Wie die Entscheidung eines kleinen Inselstaats die Welt verändern könnte
Der Juni 2021 könnte als der Monat in die Geschichte der Menschheit eingehen, in der wir die letzte Grenze zur Ausbeutung unseres Planeten überschritten: in die Tiefsee. Denn der Pazifikstaat Nauru hat im Juni die International Seabed Authority (ISA) über seine Pläne informiert, in den nächsten zwei Jahren Ausschreibungen zu Schürfrechten in den Tiefen des Ozeans durchzuführen. Das kann gravierende Folgen für die weltweite Meeresökologie haben – und damit uns alle schädigen.
Die International Seabed Authority (ISA) ist ein UN-Gremium aus 167 Staaten mit Sitz in Kingston, Jamaika und besteht seit 1994. Sie überprüft, inwieweit weltweite Vorkommen an Mangan, Kupfer, Kobalt und anderen Ressourcen auch in den tiefsten Regionen der Weltmeere für die Menschheit nutzbar gemacht werden können. Sie ist u.a. für die rechtlichen sowie technologischen Belange zuständig und damit erste Ansprechpartnerin für jene Staaten, in deren Hoheitsgewässer sich solche Vorkommen befinden.
Es ist eine gern genutzte Floskel, dass die Oberfläche des Mondes besser erforscht sei als die Tiefsee unserer Erde. Und sie ist nicht falsch: Bis knapp 11.000 Meter reichen die Tiefseegräben unserer Weltmeere hinab, in den lichtlosen Zonen herrschen teils gigantische Drücke, große Kälte und Weiten, die in der Tat bislang von nur wenigen Menschen gesehen und besucht wurden. Die Forschungslage zu diesen Regionen ist dünn, es werden immer wieder neue Lebensformen entdeckt. Eine scheinbar unwirtliche, kalte Welt wimmelt vor Leben.

DATENAUSZUG>
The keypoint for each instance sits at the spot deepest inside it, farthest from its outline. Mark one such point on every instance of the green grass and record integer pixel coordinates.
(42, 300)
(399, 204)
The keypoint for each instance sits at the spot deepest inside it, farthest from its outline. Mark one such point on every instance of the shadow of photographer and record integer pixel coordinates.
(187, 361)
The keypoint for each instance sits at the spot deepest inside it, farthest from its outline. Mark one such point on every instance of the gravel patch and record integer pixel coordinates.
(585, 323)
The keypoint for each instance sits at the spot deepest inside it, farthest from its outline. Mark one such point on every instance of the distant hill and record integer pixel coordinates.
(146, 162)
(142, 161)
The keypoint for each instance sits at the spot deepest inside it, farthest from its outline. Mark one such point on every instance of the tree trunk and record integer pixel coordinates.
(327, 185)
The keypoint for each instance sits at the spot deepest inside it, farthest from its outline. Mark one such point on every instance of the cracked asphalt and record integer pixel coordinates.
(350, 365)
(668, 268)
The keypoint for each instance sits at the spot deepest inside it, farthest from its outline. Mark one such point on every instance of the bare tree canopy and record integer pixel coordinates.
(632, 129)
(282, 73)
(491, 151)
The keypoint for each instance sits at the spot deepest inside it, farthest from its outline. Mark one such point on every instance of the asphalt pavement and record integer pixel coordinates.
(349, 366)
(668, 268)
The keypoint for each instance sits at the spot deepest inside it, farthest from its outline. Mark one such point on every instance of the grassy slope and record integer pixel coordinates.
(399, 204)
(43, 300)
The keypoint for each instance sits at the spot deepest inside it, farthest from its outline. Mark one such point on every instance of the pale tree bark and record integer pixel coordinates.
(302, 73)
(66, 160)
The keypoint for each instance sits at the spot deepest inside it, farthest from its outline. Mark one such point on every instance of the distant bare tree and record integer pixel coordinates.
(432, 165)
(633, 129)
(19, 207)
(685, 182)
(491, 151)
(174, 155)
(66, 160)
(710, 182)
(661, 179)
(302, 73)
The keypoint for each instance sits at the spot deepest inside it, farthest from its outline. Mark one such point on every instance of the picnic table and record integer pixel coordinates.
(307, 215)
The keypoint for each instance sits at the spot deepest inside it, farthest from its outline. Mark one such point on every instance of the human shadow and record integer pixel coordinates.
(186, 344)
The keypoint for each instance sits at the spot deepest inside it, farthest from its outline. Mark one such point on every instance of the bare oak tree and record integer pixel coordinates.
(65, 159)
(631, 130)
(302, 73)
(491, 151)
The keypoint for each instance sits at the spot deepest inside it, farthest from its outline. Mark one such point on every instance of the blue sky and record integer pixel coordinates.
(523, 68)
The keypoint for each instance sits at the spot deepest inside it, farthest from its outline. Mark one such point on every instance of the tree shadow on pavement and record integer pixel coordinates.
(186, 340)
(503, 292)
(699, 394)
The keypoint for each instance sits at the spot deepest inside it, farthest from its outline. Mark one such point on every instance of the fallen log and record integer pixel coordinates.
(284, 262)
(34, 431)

AUFGABE> Fassen Sie im Dokument zum Tiefseebergbau den Absatz, der mit „Die International Seabed Authority (ISA) ist ein UN-Gremium“ beginnt, bitte als kurze Stichpunktliste zusammen. Seine wichtigsten Fakten sollen erhalten bleiben.

SCHRIFTLICHE ANTWORT>
- Die ISA ist ein UN-Gremium aus 167 Staaten mit Sitz in Kingston, Jamaika, und besteht seit 1994.
- Sie prüft, inwieweit Vorkommen an Mangan, Kupfer, Kobalt und anderen Ressourcen auch in den tiefsten Meeresregionen für die Menschheit nutzbar gemacht werden können.
- Sie ist unter anderem für rechtliche und technologische Belange zuständig.
- Sie ist erste Ansprechpartnerin für Staaten, in deren Hoheitsgewässern solche Vorkommen liegen.